PROBLEM DETAILS ▸ The answer must consist of every record below, transcribed exactly.

** MATERIAL SUPPLIED follows **

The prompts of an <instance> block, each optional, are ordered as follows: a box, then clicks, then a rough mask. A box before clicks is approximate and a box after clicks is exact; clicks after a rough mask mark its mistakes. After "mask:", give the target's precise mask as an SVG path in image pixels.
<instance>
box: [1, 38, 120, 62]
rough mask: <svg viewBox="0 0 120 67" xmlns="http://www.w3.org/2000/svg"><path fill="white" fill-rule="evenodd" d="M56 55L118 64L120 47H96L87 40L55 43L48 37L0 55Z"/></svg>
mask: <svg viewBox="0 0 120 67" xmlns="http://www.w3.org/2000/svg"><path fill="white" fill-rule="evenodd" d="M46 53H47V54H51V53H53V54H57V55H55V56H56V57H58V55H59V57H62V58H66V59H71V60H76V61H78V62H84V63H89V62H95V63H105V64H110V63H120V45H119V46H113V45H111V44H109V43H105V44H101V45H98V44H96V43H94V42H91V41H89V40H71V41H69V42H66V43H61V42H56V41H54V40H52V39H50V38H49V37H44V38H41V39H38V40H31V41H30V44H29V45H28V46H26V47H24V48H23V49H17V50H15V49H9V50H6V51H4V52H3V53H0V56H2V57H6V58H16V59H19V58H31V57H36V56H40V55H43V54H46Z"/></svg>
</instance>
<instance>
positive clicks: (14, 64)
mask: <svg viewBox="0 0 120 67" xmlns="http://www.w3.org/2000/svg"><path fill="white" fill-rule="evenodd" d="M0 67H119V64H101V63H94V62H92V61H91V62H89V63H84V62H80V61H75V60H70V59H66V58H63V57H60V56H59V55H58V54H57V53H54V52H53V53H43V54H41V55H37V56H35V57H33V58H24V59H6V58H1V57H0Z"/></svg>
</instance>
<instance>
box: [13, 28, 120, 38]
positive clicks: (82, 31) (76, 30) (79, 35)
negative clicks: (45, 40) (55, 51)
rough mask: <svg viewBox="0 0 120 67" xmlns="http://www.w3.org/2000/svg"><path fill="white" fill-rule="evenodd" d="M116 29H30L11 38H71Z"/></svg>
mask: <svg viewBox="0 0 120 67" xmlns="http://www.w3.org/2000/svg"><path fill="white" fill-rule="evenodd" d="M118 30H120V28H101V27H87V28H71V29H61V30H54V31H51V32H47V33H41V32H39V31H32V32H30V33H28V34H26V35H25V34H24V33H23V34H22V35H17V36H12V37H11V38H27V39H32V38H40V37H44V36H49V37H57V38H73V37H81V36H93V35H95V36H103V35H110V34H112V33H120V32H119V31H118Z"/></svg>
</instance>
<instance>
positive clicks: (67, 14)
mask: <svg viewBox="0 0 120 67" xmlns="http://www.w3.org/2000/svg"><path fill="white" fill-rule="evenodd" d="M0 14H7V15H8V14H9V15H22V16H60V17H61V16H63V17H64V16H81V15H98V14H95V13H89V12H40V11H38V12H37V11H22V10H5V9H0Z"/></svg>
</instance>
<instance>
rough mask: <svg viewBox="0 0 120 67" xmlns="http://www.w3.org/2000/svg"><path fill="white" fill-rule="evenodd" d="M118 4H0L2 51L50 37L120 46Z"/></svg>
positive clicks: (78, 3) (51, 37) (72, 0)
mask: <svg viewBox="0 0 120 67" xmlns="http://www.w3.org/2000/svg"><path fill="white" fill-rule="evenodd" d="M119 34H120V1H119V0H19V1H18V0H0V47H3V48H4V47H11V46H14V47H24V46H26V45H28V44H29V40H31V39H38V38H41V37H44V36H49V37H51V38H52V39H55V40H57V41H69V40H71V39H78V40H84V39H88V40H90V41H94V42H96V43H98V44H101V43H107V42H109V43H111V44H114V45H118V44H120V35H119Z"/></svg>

** End of MATERIAL SUPPLIED **

SOLUTION ▸
The prompts of an <instance> block, each optional, are ordered as follows: a box, then clicks, then a rough mask. A box before clicks is approximate and a box after clicks is exact; clicks after a rough mask mark its mistakes. After "mask:", give the target's precise mask as an SVG path in image pixels.
<instance>
box: [1, 38, 120, 62]
rough mask: <svg viewBox="0 0 120 67" xmlns="http://www.w3.org/2000/svg"><path fill="white" fill-rule="evenodd" d="M56 55L118 64L120 47H96L87 40L55 43L48 37L0 55Z"/></svg>
mask: <svg viewBox="0 0 120 67" xmlns="http://www.w3.org/2000/svg"><path fill="white" fill-rule="evenodd" d="M46 53H47V54H51V53H53V54H57V55H55V56H56V57H58V55H59V57H62V58H66V59H71V60H76V61H78V62H84V63H89V62H95V63H105V64H110V63H120V45H119V46H113V45H111V44H109V43H105V44H101V45H98V44H96V43H94V42H91V41H89V40H71V41H69V42H66V43H61V42H56V41H54V40H52V39H50V38H49V37H44V38H41V39H38V40H31V41H30V44H29V45H28V46H26V47H24V48H23V49H17V50H15V49H9V50H6V51H4V52H3V53H0V56H2V57H6V58H16V59H19V58H31V57H36V56H40V55H43V54H46Z"/></svg>
</instance>
<instance>
positive clicks: (14, 64)
mask: <svg viewBox="0 0 120 67" xmlns="http://www.w3.org/2000/svg"><path fill="white" fill-rule="evenodd" d="M0 67H119V64H101V63H94V62H92V61H91V62H89V63H84V62H80V61H75V60H70V59H66V58H63V57H60V56H59V55H58V54H57V53H54V52H53V53H43V54H41V55H37V56H35V57H33V58H24V59H6V58H1V57H0Z"/></svg>
</instance>
<instance>
box: [13, 28, 120, 38]
positive clicks: (82, 31) (76, 30) (79, 35)
negative clicks: (45, 40) (55, 51)
rough mask: <svg viewBox="0 0 120 67" xmlns="http://www.w3.org/2000/svg"><path fill="white" fill-rule="evenodd" d="M116 29H30L11 38H71Z"/></svg>
mask: <svg viewBox="0 0 120 67" xmlns="http://www.w3.org/2000/svg"><path fill="white" fill-rule="evenodd" d="M118 30H120V28H101V27H87V28H71V29H61V30H54V31H51V32H47V33H41V32H39V31H32V32H30V33H28V34H26V35H25V34H24V33H23V34H22V35H17V36H12V37H11V38H27V39H32V38H40V37H44V36H49V37H57V38H73V37H81V36H93V35H95V36H103V35H110V34H112V33H120V32H119V31H118Z"/></svg>
</instance>
<instance>
positive clicks: (67, 14)
mask: <svg viewBox="0 0 120 67" xmlns="http://www.w3.org/2000/svg"><path fill="white" fill-rule="evenodd" d="M0 14H7V15H8V14H9V15H22V16H60V17H61V16H63V17H64V16H81V15H98V14H95V13H89V12H40V11H38V12H37V11H22V10H5V9H0Z"/></svg>
</instance>
<instance>
rough mask: <svg viewBox="0 0 120 67" xmlns="http://www.w3.org/2000/svg"><path fill="white" fill-rule="evenodd" d="M118 4H0L2 51L50 37L120 46Z"/></svg>
positive clicks: (78, 3) (51, 37) (72, 0)
mask: <svg viewBox="0 0 120 67" xmlns="http://www.w3.org/2000/svg"><path fill="white" fill-rule="evenodd" d="M119 34H120V1H119V0H19V1H18V0H0V47H3V48H4V47H11V46H14V47H24V46H26V45H28V44H29V40H31V39H38V38H41V37H44V36H49V37H51V38H52V39H55V40H57V41H69V40H71V39H78V40H84V39H88V40H90V41H94V42H96V43H98V44H101V43H107V42H109V43H111V44H114V45H118V44H120V35H119Z"/></svg>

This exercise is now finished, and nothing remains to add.